SOURCE:

——————————

The first two parameters of every For method specify the beginning and ending iteration values. In this overload of the method, the third parameter is where you initialize your local state. In this context, local state means a variable whose lifetime extends from just before the first iteration of the loop on the current thread, to just after the last iteration. The type argument tells the compiler the type of the temporary variable that will be used to store the thread-local state. In this example, the expression () => 0 initializes the thread-local variable to zero. The fourth parameter defines the loop logic. It must be a delegate or lambda expression whose signature is Func<int, ParallelLoopState, long, long>. The first parameter is the value of the loop counter for that iteration of the loop. The second is a ParallelLoopState object that can be used to break out of the loop; this object is provided by the Parallel class to each occurrence of the loop. The third parameter is the thread-local variable. The last parameter is the return type. In this case, the type is Int64 because that is the type we specified in the For type argument. That variable is named subtotal and is returned by the lambda expression. The return value is used to initialize subtotal on each subsequent iteration of the loop.

——————————

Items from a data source
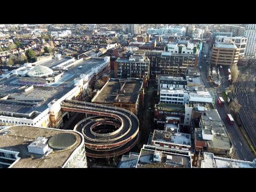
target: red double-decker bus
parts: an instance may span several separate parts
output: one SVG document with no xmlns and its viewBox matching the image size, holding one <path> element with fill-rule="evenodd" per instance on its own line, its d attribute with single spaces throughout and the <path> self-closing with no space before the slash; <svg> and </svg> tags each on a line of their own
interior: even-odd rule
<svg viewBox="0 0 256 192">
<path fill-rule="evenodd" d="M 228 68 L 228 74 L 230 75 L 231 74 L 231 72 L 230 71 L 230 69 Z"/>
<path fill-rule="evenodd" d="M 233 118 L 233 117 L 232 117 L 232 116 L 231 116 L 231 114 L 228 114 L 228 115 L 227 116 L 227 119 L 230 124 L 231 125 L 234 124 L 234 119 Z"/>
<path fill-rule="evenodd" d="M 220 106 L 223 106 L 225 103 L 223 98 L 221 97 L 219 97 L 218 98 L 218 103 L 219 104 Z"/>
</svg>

——————————

INSTRUCTIONS FOR THE TASK: Please explain why, according to the Parallel.For text, the last parameter of the loop-logic delegate has the type Int64.

EXERCISE ANSWER: The last parameter is Int64 because that is the type specified in the For type argument. That variable, named subtotal, is returned by the lambda expression, and its return value initializes subtotal on each subsequent iteration of the loop.